## BEGIN

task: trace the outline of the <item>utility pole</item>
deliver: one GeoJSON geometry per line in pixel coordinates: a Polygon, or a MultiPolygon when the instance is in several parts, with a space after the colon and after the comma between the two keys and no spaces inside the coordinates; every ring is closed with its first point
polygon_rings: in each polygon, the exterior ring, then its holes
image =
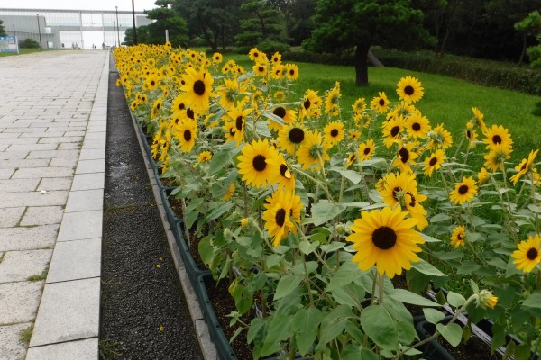
{"type": "Polygon", "coordinates": [[[132,0],[132,17],[133,19],[133,45],[137,45],[137,30],[135,29],[135,4],[132,0]]]}
{"type": "Polygon", "coordinates": [[[41,29],[40,28],[40,14],[36,14],[36,17],[38,18],[38,33],[40,34],[40,51],[43,51],[43,47],[41,46],[41,29]]]}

## END

[Problem to work on]:
Reproduce every line of the records above without alteration, but leave the pictures out of your answer.

[Exercise response]:
task: trace the outline of the <item>utility pole</item>
deliver: one GeoJSON geometry per line in pixel coordinates: a Polygon, or a MultiPolygon when the instance is in several parts, with a space after the colon and after the comma between the two keys and no spaces inside the coordinates; every ring is closed with its first point
polygon_rings: in each polygon, the exterior ring, then its holes
image =
{"type": "Polygon", "coordinates": [[[132,0],[132,17],[133,19],[133,45],[137,45],[137,30],[135,29],[135,4],[132,0]]]}
{"type": "Polygon", "coordinates": [[[41,29],[40,28],[40,14],[36,14],[36,17],[38,18],[38,33],[40,34],[40,51],[43,51],[43,47],[41,46],[41,29]]]}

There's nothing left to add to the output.